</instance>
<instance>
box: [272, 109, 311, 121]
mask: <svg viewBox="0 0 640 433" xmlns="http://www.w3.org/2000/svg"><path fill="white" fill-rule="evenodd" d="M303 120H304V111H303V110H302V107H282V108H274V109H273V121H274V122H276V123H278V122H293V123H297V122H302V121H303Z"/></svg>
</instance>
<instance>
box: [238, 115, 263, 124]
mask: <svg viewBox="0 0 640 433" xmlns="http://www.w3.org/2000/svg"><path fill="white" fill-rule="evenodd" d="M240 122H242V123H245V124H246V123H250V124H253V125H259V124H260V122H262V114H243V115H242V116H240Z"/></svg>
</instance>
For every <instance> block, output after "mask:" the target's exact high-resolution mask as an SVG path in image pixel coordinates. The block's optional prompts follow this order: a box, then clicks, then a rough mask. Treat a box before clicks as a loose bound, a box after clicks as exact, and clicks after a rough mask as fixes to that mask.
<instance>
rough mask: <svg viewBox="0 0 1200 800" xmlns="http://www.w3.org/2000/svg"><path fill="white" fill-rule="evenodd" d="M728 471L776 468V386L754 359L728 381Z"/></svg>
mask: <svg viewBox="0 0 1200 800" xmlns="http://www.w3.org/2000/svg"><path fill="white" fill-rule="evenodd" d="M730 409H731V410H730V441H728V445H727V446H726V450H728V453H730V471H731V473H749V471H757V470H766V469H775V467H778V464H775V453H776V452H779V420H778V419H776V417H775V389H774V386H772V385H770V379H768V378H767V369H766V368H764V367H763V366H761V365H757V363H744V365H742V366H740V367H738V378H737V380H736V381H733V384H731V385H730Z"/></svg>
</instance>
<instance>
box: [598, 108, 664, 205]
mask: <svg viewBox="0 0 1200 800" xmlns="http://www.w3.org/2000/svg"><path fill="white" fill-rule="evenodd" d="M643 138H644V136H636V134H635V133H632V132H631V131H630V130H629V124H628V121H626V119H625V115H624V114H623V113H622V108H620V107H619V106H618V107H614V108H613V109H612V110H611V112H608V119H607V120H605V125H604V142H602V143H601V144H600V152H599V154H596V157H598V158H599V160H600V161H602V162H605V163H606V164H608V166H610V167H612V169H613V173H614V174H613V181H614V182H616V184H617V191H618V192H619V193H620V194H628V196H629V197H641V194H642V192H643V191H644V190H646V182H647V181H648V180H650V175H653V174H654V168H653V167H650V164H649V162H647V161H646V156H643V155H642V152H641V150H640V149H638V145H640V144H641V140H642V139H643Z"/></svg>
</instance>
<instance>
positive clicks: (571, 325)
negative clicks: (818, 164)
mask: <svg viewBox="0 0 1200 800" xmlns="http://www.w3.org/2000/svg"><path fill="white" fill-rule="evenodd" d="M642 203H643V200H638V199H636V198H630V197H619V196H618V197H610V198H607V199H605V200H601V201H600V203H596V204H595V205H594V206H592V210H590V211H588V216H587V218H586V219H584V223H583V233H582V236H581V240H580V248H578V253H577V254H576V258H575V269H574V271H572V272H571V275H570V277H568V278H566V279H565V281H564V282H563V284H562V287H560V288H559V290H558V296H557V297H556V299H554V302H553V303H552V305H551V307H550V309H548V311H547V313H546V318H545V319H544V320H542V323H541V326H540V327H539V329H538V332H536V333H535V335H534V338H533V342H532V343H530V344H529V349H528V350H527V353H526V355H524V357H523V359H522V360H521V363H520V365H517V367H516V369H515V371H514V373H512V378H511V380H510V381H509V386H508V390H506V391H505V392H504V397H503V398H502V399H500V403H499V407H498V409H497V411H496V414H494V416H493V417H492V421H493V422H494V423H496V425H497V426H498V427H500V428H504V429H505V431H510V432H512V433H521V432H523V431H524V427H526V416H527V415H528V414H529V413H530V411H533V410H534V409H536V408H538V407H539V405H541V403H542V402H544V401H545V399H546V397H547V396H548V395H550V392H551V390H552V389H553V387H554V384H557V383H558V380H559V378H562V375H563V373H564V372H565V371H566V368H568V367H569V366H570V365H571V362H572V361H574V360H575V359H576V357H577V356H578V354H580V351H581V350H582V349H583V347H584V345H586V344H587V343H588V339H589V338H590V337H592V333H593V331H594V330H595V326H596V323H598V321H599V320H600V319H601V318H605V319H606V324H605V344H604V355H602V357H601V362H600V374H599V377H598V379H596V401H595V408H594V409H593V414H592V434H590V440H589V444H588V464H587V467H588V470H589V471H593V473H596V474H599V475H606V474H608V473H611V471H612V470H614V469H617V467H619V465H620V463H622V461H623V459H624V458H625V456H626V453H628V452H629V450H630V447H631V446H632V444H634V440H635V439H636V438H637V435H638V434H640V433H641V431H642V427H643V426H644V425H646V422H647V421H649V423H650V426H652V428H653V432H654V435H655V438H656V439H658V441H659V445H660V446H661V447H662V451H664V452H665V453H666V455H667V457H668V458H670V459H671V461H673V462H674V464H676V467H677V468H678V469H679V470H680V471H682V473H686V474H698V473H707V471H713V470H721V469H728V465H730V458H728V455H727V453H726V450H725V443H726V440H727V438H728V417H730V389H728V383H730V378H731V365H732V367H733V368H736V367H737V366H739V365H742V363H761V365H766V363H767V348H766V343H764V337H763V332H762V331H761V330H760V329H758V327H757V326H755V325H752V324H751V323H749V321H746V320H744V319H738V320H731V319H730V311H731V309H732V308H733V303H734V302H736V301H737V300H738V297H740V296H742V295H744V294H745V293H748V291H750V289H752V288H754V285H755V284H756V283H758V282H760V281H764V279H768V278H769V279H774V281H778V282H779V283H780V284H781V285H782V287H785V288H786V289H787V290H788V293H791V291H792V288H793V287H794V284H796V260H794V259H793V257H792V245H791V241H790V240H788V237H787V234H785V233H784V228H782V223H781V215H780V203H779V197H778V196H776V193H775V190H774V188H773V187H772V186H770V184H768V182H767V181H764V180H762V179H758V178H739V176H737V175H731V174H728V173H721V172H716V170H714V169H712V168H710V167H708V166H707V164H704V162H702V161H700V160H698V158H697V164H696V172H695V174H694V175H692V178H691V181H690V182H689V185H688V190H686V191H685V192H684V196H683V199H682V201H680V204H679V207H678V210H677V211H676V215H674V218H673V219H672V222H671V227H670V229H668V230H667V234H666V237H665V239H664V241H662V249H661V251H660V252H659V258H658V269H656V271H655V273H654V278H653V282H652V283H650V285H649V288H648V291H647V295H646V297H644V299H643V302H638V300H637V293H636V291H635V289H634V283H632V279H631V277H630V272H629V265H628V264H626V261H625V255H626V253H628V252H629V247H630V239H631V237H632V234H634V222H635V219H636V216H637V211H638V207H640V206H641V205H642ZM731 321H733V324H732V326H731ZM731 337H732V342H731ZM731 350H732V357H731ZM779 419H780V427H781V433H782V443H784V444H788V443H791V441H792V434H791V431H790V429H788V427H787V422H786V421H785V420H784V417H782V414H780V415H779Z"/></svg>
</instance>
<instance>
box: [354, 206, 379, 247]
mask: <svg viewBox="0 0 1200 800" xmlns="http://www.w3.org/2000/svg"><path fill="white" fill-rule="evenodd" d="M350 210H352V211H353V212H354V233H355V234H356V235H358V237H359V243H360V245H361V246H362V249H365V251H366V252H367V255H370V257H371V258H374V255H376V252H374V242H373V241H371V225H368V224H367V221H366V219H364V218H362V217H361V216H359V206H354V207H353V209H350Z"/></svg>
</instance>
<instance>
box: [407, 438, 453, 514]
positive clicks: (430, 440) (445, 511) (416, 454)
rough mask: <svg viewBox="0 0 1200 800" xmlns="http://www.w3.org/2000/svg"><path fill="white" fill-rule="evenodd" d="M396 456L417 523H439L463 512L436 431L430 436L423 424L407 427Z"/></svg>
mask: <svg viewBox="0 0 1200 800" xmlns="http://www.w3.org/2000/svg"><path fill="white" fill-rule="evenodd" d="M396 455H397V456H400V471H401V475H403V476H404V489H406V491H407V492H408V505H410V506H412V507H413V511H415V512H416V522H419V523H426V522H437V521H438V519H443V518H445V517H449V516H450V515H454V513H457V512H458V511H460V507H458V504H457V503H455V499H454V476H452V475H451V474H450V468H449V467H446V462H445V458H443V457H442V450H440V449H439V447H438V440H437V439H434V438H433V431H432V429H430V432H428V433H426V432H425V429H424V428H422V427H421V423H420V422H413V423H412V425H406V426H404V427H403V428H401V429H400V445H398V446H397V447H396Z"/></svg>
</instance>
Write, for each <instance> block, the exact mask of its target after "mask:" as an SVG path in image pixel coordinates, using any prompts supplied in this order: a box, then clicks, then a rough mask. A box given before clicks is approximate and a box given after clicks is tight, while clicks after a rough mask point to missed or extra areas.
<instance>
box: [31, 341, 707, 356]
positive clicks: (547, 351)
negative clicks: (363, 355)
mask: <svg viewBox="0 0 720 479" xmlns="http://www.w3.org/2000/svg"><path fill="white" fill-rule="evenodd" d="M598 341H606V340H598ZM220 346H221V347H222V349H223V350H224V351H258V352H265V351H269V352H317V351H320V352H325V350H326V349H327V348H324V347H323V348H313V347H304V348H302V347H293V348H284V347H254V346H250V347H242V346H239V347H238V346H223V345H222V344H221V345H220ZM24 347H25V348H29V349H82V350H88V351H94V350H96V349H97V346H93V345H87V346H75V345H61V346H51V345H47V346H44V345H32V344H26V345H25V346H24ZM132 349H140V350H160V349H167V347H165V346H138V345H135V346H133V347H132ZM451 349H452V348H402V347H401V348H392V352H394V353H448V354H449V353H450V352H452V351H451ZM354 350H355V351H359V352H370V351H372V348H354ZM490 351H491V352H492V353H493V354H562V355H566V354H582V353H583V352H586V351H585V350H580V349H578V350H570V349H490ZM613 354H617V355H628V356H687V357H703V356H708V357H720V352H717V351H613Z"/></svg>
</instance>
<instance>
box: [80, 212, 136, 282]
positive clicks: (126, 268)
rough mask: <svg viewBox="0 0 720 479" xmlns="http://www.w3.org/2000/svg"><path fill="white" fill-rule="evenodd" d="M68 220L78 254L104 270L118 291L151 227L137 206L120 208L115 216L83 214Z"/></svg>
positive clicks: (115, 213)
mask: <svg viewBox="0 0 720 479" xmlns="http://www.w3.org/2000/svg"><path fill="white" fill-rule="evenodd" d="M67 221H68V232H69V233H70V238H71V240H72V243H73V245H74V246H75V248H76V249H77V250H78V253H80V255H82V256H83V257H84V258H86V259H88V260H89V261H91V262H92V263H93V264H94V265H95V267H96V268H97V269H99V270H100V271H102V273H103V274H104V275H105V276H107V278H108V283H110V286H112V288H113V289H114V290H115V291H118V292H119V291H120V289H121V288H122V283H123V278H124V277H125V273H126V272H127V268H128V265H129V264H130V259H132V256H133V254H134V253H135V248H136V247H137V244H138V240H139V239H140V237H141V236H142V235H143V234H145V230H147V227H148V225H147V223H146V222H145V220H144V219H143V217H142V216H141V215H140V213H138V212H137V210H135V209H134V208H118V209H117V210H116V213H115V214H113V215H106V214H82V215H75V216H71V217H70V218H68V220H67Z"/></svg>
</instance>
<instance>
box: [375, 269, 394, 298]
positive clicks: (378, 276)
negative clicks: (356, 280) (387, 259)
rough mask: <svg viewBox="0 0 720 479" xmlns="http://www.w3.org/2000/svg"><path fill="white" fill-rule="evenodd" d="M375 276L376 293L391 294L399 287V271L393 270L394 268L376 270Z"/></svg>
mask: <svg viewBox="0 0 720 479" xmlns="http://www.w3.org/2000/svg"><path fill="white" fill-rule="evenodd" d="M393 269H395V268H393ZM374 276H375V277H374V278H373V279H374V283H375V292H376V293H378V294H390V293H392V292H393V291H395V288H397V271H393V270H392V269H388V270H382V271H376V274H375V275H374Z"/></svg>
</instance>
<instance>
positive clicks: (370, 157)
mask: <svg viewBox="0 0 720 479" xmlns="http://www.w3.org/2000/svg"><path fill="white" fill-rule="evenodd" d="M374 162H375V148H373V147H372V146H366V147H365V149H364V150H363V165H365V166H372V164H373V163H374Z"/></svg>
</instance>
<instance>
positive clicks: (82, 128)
::::
- **Exercise instructions**: Pull out each line of the items above that contains the string "this". Case counts, so match its capitals and lowercase letters exactly.

- **Answer space**:
For every <instance> block, output after "mask:" the target's exact high-resolution mask as an SVG path in image pixel coordinates. The block's optional prompts follow this order: a box, then clicks, then a rough mask. Treat a box before clicks as a loose bound, a box after clicks as exact, and clicks after a rough mask as fixes to that mask.
Write, for each <instance> block, the exact mask of its target after "mask:" as an SVG path in image pixel coordinates, using any prompts supplied in this order: a box, then clicks, then a rough mask. A box given before clicks is approximate and a box given after clicks is tight, while clicks after a rough mask point to missed or extra areas.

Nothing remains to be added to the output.